* [JOBS]
**A)** From the review below, please repeat everything from "I thought The" down to "of common ground.".
**B)** According to the review below, who is Blackbeard?
**C)** Name every character from the novel that the review below mentions by name.
** begin TEXT PROVIDED **
The Land of Forgotten Girls
The Land of Forgotten Girls by Erin Entrada Kelly (published March 2016)
When I was growing up, and even as a young adult/new adult (just to mimic the platforms), I found it hard to find Filipina writers who were of a similar generation to me. Maybe it’s because I’m older now, maybe it’s because the book world has made many transformations, but I have been delightedly surprised to find books with the main character either being an immigrant to the US or first generation born in the US. (At least as an immigrant coming from a non-European country.)
Since the main character in Erin Entrada Kelly's The Land of Forgotten Girls is an immigrant from the Philippines to the United States, I thought it would be fun to do this review a little differently. I thought it might be nice to hear (read) three different reviews by three different Filipina-American women. Cherryl is a Filipina-American nurse I work with. Marigold is a good friend who I've known since her eldest son and Mini Me Bookworm were still in diapers and were crawling around. She happens to be half-Filipina and half-white. (And hosts this great creative blog, Hideous!Dreadful!Stinky!, Check it out for some fun ideas.) And me? I'm Filipina-Chinese-American. All three of us are first generation on at least one side.
I thought The Land of Forgotten Girls was a great book about character building, almost like the saying 'Don't judge a book by its cover'. Also, a great read about thinking that the grass is greener elsewhere when it really isn't. I liked how the characters had some type of common ground.
The Land of Forgotten Girls was much heavier than I expected for a middle-grade book. I appreciated the imperfections of the main character, Soledad, and the tragedies in her young life that lead to her somewhat bent moral compass. I enjoyed the relationship between Sol and her sister Ming, and Sol's fierce love for and loyalty to the only family member she has left. As a half-Filipina who lived in South Louisiana for many years, I enjoyed the cultural references and flavors woven throughout the story. Many of Sol's fairy tales reminded so much of my Cebuano grandmother and the stories she would tell.
All of that said, it wasn't a very uplifting book. I think it lacked a moment of true joy that would give the reader some hope for these girls. There are moments of normalcy and moments of comfort that make it seem like their lives will be tolerable in the end, but there was never a moment that made me feel like there was a chance for real happiness. Even in the end, happiness seems to only exist in the fairy tales, and I so wanted a real-life moment of joy for them.
I was also hoping for greater redemption of the evil stepmother, Vea. We saw glimpses of humanity from her. Many of the other side characters were better people than Sol's initial impressions of them (for example, I loved her interaction with Blackbeard, the mean junkyard owner). I wanted, for everyone's sake, for Vea to be more than the emotionally and physically abusive "dragon" that they were forced to live under, and for some kind of family to form from the tragedies. Maybe that idea is just a fairy tale.
Overall, I thought it was a poignant and well-written story, but not one that left me feeling particularly hopeful.
** end TEXT PROVIDED **
** begin SOURCE MATERIAL **
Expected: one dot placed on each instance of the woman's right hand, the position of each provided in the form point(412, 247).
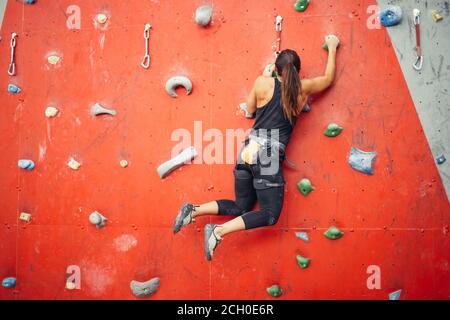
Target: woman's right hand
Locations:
point(332, 41)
** end SOURCE MATERIAL **
* [RESULTS FOR THE EXERCISE]
**A)**
I thought The Land of Forgotten Girls was a great book about character building, almost like the saying 'Don't judge a book by its cover'. Also, a great read about thinking that the grass is greener elsewhere when it really isn't. I liked how the characters had some type of common ground.

**B)** Blackbeard is the mean junkyard owner.

**C)** Soledad (Sol), Ming, Vea, Blackbeard